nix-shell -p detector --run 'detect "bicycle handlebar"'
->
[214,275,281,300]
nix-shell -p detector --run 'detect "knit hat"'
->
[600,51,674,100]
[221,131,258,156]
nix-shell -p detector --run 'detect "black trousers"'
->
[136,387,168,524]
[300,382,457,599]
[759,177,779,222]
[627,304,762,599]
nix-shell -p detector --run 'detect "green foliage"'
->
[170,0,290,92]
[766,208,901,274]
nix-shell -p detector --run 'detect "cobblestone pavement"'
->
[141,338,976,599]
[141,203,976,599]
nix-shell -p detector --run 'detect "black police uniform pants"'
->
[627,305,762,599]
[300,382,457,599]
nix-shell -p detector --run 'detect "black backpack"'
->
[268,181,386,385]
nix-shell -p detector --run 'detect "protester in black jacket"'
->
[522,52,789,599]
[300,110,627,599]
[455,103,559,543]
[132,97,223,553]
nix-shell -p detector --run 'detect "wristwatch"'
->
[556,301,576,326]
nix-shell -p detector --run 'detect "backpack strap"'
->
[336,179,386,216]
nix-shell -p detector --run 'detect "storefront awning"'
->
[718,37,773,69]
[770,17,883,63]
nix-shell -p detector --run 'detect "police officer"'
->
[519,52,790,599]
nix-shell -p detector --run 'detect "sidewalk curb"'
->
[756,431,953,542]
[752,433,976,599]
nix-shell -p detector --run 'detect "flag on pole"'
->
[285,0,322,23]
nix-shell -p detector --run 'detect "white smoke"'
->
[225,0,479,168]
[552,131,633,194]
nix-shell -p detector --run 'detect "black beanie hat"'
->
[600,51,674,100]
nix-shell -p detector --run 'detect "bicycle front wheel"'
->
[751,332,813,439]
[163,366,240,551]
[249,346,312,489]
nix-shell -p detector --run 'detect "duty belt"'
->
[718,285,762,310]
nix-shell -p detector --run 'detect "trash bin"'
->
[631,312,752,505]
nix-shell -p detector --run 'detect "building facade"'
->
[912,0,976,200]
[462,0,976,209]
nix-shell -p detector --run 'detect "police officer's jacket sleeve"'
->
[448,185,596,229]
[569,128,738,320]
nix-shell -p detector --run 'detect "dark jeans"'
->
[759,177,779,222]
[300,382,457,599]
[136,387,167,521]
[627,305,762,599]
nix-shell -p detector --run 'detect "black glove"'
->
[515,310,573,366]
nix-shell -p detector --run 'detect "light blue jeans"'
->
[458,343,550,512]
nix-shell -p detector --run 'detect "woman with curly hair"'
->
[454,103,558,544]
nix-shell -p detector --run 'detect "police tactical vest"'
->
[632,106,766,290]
--- --- ---
**Exercise prompt**
Rewrite the material from its beginning through the line containing "[766,208,901,274]", inclusive, changing "knit hat" to "wool hat" and leaving everything else as it is. Return only those lines.

**Completed exercise**
nix-shell -p detector --run 'detect "bicycle handlebar"'
->
[214,275,281,300]
nix-shell -p detector --run 'detect "wool hat"'
->
[600,51,674,100]
[221,131,258,156]
nix-shell -p detector --run 'detect "black trousers"'
->
[136,387,168,524]
[300,382,457,599]
[759,177,779,222]
[627,304,762,599]
nix-shell -p detector --run 'detect "green foliage"'
->
[170,0,290,92]
[766,208,901,274]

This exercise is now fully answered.